Text provided –
## start
Thursday, October 4, 2018

Re: Update

Hi Harry and Page,
Great minds...I was thinking about you this morning as I read
responses to Lou Oma's notice regarding Order of Selection. Several
WCB members have replied to my original post, which I can't seem to
find, and mostly they are asking, "What can we do?"
I've included my response to one person. Other than that, we are
doing fine. We still have no idea where we will be concerning Cathy's
mom. We still trade off with Cathy's sister, Marlene, making sure one
of the daughters visit each day. But we do have more time for such
activities, since we dropped Kitsap County, and since our budget was
cut 25%. We did a presentation yesterday in Port Townsend. Heaven
Gregg, with I&A, heads a group of social service providers. About 15
or so listened to our presentation, and exchanged information. Great
community outreach.
Still trying to get a long weekend to see our daughter and
son-in-law's new home in Ellensburg. They moved in on Christmas Day,
and we've not made it over to "oo and ahh".
We did spend the week of Sept. 17-21 on a short cruise with our
friends, Ken and Mary Hopkins. Mary is failing fast, but still felt
well enough to enjoy our time together. It was a bitter/sweet time.
Good friends are hard to watch suffer.
Anyway, hope you guys are going great guns, and looking out for each
other. Here's the note I posted on WCB List, to Heather:

Well Heather, it seems to me that you have answered your own question
regarding "what do we do?" Your testimony is a great beginning. Hang
onto it and use it every time you have the opportunity. Let your two
state representatives read it, and your state senator, and the
governor. Tell it to anyone who will stop and listen. When you have
time, find groups looking for speakers, and take your testimony to
them.
Talk with your Chapter members and see if you can draft letters from
the Chapter, sending them to those state and federal elected
officials. At state convention of the WCB, draft a resolution calling
for strong action by WCB, and present it to the Resolutions Committee
to be worked up into a final draft.
## end
Listed records –
## start
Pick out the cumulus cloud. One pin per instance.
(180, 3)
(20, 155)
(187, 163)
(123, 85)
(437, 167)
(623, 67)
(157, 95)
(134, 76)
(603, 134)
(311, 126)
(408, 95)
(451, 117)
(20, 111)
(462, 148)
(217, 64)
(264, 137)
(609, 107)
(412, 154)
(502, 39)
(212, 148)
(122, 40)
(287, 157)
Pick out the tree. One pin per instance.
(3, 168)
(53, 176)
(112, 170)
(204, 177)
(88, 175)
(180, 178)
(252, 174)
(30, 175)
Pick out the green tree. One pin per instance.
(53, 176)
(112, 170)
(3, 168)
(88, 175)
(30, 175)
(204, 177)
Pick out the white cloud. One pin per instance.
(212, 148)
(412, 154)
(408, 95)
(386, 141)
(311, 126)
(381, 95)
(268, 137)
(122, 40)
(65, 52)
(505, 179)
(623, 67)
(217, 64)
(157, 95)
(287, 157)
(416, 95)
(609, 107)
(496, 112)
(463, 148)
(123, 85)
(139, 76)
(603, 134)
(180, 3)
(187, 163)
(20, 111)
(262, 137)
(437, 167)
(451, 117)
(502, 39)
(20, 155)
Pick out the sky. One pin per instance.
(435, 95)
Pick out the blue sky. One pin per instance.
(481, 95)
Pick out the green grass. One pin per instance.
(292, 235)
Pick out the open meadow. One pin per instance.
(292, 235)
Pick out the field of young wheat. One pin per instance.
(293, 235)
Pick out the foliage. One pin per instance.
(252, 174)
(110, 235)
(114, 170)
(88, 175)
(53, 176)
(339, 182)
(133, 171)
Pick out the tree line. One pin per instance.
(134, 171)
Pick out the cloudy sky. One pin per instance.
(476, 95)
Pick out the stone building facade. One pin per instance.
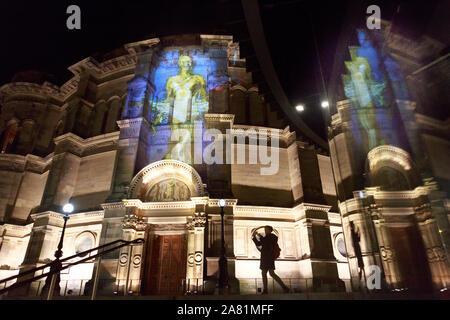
(118, 141)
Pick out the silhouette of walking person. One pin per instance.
(269, 245)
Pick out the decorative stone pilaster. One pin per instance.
(130, 257)
(434, 247)
(195, 251)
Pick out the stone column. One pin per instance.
(10, 135)
(25, 143)
(128, 279)
(195, 254)
(61, 181)
(436, 256)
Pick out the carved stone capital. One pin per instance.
(134, 222)
(198, 220)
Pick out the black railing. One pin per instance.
(121, 243)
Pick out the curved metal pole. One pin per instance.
(256, 31)
(125, 243)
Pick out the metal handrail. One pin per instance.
(19, 284)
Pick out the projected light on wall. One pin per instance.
(174, 98)
(372, 83)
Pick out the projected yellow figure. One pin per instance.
(185, 90)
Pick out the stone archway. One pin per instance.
(166, 180)
(389, 166)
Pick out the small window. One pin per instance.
(84, 241)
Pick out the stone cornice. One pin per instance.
(228, 202)
(136, 203)
(219, 117)
(57, 219)
(17, 231)
(112, 205)
(29, 162)
(47, 89)
(80, 146)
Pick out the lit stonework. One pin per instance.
(101, 142)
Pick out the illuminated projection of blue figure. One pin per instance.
(182, 80)
(365, 86)
(181, 89)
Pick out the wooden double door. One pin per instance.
(165, 265)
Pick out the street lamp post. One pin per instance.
(52, 282)
(223, 268)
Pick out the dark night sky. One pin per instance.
(34, 35)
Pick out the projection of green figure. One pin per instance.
(365, 93)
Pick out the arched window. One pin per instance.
(391, 169)
(389, 179)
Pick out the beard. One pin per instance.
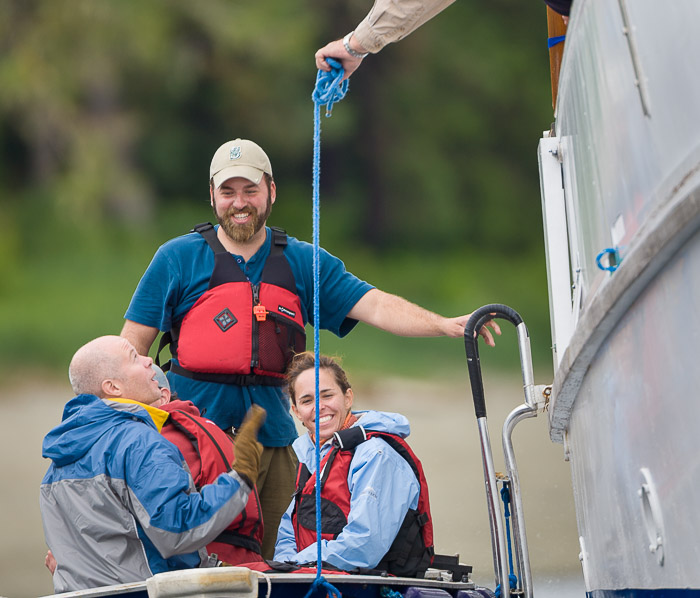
(241, 233)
## end
Task details – Carry on the email above about the Order of Selection notice, starting after its final sentence.

Written response –
And don't forget to write a letter or an email to the Department of
Services for the Blind, telling them your concerns, and thanking them
for their great assistance in your life and in the lives of others
that you know.
We don't have the dollars to hire people to keep our concerns before
congress or the legislature, so we have to do it as a volunteer army.
We are a small slice of the total population, and so often are
overlooked...the hidden minority, so we need to seek support from
other organizations with greater influence than ours.
Cathy and I spoke to a group of service providers from a wide variety
of social service agencies and organizations, yesterday. We blind
people are not alone. Social Service Providers are being squeezed
financially, across our county. So I can only believe that the same
is going on in your county. And it's happening across our state and
nation. We, the Blind, could add a new twist to that old adage, The
Blind Leading The Blind. We could become, "The Blind Leading The
American People".
I have always felt that the WCB List could become a place where we
could exchange ideas and opinions, as well as sharing information that
would help us understand why Social Services are so often neglected by
the very government put in place to serve "the people".
But I think that even before we can do that, we need to learn to talk
to one another. Too often strong opinions lead to people behaving
like Kindergartners. Our organization's leaders become concerned that
such discussions will lead to division, rather than bringing us
together. So instead of working toward a set of rules that unites us
in conversation, we avoid discussing the very subjects that are
critical to our future. And to the future of those people who will
become blind in the future.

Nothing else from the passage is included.